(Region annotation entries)

========

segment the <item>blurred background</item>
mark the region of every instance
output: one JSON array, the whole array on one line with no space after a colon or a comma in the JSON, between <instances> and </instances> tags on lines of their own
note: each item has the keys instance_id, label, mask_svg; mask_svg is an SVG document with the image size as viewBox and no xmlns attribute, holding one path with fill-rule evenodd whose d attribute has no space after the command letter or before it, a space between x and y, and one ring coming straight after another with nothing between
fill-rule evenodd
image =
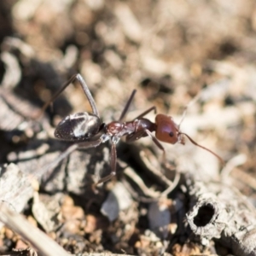
<instances>
[{"instance_id":1,"label":"blurred background","mask_svg":"<svg viewBox=\"0 0 256 256\"><path fill-rule=\"evenodd\" d=\"M0 44L1 87L34 106L26 119L77 73L105 122L119 118L134 89L128 120L155 106L179 124L189 104L181 130L225 162L240 155L232 184L255 202L255 1L2 0ZM48 123L83 111L90 105L75 84L47 111ZM3 163L27 139L11 132L20 119L0 118ZM135 145L161 155L150 138ZM218 160L191 143L163 145L178 172L223 178Z\"/></svg>"}]
</instances>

========

— Task —
Recast every line of the data above as a numbered list, skipping any blank lines and omitting the pictures.

— The output —
1. segment the <item>blurred background</item>
2. mark the region of every instance
3. output: one JSON array, the whole array on one line with no space after a colon or a comma in the JSON, between <instances> and </instances> tags on lines of their own
4. note: each item has the keys instance_id, label, mask_svg; mask_svg is an SVG document with the image size as viewBox and no xmlns attribute, holding one path with fill-rule evenodd whose d attribute has no space after the command letter or before it, a space between x and y, and one ring coming straight after another with nothing between
5. fill-rule evenodd
6. image =
7. <instances>
8. [{"instance_id":1,"label":"blurred background","mask_svg":"<svg viewBox=\"0 0 256 256\"><path fill-rule=\"evenodd\" d=\"M0 44L1 87L34 106L26 119L77 73L105 122L119 118L134 89L128 120L155 106L179 124L189 104L181 130L225 162L240 155L232 184L255 202L255 1L2 0ZM48 123L83 111L90 105L75 84L47 111ZM3 163L27 139L11 132L20 119L0 118ZM135 145L161 155L150 138ZM218 160L191 143L163 145L178 172L223 178Z\"/></svg>"}]
9. </instances>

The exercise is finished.